#### WORK TO BE COMPLETED
Each line of the records below that contains "this" needs to be copied.

[Saved entries]
_ _ _ _ _
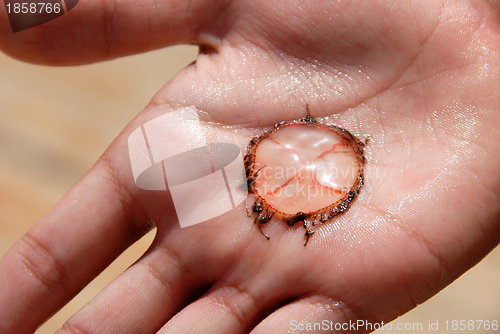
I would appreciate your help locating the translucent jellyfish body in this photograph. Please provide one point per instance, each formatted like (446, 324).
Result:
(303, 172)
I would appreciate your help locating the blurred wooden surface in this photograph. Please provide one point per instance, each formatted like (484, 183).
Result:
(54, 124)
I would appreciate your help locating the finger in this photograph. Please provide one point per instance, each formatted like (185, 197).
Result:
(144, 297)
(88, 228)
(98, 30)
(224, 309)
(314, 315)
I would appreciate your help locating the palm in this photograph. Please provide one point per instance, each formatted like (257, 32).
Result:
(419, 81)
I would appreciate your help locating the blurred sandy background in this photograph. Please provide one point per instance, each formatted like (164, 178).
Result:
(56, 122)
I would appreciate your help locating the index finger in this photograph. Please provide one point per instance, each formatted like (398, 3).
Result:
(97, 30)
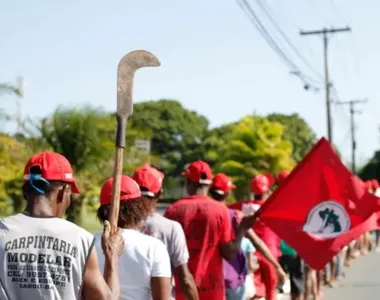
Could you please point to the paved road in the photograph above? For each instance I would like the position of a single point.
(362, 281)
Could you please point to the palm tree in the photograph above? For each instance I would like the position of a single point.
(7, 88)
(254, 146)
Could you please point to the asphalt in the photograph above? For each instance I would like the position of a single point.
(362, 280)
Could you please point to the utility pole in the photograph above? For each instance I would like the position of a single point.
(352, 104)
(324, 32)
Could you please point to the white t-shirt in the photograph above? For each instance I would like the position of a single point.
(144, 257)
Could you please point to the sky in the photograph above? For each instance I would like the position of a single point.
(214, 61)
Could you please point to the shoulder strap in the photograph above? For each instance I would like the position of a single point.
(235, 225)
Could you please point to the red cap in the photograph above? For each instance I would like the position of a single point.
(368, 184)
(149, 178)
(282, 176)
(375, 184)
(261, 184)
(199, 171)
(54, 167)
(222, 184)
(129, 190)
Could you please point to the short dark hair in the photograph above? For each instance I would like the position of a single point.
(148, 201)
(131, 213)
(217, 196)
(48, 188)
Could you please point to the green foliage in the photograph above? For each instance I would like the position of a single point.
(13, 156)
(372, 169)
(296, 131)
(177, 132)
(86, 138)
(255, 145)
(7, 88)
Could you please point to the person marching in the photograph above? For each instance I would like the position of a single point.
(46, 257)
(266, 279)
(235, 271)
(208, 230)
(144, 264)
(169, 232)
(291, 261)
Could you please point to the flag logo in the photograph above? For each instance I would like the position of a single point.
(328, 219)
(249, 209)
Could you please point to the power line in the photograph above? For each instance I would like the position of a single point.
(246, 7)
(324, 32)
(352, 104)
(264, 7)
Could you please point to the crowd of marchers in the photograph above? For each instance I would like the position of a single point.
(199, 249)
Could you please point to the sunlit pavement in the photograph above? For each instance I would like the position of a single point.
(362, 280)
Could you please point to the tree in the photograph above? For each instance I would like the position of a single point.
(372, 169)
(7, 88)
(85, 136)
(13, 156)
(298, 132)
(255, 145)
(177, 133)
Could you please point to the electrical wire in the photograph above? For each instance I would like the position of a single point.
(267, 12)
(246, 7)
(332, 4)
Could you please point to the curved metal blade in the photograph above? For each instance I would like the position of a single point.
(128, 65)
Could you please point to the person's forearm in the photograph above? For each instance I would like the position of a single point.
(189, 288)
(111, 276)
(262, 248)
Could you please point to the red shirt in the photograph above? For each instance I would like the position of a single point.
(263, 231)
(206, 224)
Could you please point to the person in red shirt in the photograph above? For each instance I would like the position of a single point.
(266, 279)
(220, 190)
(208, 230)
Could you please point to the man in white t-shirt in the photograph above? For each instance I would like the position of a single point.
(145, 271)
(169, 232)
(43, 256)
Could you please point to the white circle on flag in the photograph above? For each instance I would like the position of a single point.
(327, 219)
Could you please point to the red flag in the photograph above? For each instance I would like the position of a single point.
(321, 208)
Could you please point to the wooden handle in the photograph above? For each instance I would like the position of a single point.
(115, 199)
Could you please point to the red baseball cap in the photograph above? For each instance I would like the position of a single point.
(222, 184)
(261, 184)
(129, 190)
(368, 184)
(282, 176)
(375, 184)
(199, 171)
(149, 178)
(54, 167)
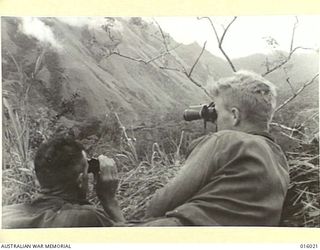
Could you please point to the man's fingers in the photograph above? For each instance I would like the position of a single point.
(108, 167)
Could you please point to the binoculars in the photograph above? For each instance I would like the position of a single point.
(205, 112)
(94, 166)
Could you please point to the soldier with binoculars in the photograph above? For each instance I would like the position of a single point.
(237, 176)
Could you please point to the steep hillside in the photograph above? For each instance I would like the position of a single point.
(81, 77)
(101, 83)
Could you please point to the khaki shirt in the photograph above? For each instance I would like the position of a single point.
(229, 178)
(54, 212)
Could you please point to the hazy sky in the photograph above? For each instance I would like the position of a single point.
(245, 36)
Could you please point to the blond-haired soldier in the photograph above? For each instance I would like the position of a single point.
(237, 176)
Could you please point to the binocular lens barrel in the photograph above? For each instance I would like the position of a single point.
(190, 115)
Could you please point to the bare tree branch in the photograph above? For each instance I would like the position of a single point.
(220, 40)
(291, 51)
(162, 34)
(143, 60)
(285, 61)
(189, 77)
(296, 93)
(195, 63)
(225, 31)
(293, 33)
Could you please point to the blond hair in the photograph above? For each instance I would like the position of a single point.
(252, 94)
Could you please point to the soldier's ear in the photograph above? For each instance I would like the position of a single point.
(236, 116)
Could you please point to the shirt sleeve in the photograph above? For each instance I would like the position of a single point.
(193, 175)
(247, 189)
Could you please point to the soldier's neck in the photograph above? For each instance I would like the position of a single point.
_ _ _ _ _
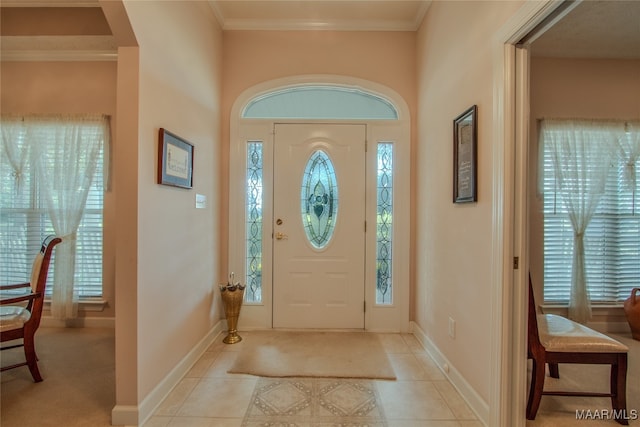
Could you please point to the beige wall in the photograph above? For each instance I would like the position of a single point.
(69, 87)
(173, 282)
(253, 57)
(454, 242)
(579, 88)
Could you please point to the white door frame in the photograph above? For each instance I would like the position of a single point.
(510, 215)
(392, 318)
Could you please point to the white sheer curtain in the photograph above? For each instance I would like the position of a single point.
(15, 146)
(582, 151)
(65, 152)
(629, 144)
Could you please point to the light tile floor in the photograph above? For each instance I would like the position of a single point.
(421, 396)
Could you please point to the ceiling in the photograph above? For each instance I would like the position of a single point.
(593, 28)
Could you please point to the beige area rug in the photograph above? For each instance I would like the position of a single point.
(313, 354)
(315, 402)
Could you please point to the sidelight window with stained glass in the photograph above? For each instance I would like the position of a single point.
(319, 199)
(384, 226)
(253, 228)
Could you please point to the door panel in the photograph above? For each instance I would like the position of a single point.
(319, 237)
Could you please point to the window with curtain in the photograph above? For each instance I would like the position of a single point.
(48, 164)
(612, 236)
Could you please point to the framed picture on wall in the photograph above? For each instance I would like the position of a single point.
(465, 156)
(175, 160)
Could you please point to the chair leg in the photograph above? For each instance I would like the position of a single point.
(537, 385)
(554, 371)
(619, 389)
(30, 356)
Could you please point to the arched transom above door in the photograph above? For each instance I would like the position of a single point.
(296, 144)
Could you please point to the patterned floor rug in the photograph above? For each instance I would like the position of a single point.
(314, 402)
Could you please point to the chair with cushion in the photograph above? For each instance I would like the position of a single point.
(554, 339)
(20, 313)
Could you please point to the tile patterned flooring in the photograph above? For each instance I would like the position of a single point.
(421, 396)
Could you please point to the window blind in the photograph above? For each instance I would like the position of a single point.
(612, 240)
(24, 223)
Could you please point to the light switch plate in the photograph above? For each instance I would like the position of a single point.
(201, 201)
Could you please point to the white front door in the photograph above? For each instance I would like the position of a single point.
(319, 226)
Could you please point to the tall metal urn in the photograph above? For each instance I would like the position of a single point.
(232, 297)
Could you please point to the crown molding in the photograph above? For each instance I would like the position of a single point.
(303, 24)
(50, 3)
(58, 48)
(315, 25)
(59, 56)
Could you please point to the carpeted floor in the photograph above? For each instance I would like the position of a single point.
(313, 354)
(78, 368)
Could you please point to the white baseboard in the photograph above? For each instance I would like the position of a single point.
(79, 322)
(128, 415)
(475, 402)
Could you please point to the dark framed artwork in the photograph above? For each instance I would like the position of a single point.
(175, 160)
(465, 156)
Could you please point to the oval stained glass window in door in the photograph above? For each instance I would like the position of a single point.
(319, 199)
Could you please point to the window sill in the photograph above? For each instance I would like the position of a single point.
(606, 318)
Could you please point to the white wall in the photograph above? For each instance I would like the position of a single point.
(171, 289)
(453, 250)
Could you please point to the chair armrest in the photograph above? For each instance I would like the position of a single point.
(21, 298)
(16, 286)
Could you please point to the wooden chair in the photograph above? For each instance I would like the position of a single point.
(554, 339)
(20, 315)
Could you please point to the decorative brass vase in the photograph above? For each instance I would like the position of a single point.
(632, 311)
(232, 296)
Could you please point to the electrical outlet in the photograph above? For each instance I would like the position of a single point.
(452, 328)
_ _ _ _ _
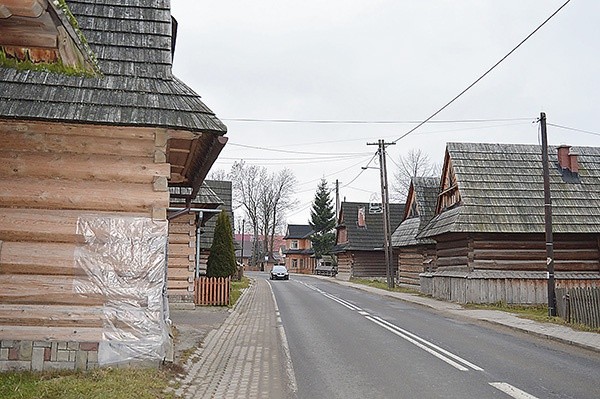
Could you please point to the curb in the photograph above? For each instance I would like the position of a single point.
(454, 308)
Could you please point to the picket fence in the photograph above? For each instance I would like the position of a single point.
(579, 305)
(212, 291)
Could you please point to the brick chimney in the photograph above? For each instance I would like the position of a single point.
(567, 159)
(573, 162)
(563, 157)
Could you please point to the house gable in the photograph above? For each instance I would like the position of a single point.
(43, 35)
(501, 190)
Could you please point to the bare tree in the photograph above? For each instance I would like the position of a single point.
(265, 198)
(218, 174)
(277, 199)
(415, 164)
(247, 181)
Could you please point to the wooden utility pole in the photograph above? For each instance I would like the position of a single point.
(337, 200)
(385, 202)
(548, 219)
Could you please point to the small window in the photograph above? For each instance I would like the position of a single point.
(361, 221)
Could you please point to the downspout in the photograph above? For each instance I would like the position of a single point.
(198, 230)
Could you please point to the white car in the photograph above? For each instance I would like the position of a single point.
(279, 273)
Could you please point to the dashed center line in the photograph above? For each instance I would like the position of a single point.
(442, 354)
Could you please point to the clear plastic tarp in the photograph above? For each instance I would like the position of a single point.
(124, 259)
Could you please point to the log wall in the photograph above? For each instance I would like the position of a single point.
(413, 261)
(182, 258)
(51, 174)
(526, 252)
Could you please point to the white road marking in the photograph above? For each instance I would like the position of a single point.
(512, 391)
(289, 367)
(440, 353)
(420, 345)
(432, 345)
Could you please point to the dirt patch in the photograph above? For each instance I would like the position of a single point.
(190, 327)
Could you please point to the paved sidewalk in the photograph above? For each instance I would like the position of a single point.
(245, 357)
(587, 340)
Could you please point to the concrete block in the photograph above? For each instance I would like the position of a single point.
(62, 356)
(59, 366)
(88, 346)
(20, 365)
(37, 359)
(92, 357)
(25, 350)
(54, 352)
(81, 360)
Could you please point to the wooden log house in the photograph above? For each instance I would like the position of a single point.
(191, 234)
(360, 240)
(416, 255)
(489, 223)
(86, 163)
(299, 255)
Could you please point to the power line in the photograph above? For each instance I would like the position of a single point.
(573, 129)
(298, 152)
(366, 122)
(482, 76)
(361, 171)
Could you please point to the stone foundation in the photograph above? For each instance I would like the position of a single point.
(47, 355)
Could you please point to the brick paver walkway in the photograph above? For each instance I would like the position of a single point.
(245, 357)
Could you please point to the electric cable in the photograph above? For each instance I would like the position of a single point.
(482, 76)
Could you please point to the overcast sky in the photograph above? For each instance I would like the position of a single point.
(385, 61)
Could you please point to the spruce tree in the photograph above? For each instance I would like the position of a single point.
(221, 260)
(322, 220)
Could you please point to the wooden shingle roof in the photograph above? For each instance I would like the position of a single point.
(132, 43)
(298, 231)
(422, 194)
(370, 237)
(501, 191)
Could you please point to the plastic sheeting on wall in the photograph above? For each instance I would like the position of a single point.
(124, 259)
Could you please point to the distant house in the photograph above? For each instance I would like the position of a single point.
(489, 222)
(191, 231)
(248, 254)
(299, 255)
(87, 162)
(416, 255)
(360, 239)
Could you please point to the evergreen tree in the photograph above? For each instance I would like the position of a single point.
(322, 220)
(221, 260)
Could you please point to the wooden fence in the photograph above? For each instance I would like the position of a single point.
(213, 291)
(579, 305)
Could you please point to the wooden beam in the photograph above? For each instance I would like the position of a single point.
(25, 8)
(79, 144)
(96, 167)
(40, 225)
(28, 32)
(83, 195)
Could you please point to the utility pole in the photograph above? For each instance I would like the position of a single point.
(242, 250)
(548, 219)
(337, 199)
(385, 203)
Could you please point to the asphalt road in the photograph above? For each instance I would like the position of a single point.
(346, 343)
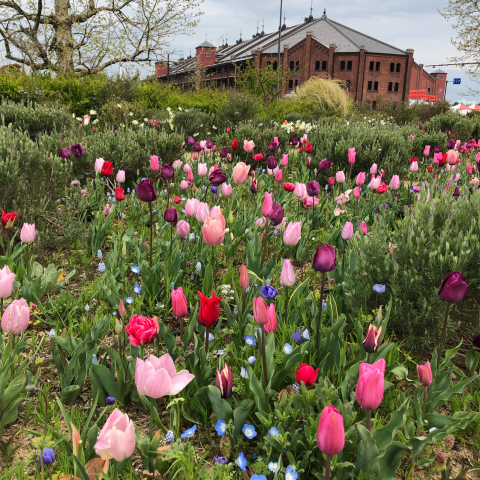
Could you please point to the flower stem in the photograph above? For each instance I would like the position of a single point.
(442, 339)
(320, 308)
_ _ _ _ _
#### RESULT
I would appreciate your help locating the translucent jellyfish body in this photograph. Please provide one point per instance, each formatted like (446, 324).
I would appreciate your help locating the blurred wooden surface in this photograph. Please provide one point per instance, each formatted like (484, 183).
I would appreciate your help locating the finger in this photograph. Please provide one point per instance, each formatted like (185, 197).
I would appreciate your help locating the palm in this photograph. Please provide one point per instance, each formatted like (257, 32).
I would appreciate your help locating the blurred sandy background in this photograph. Please provide one point per instance, each formatted like (164, 178).
I would appreciate your help locating the index finger in this photograph. Please provide one point per instance, each formatted like (398, 3).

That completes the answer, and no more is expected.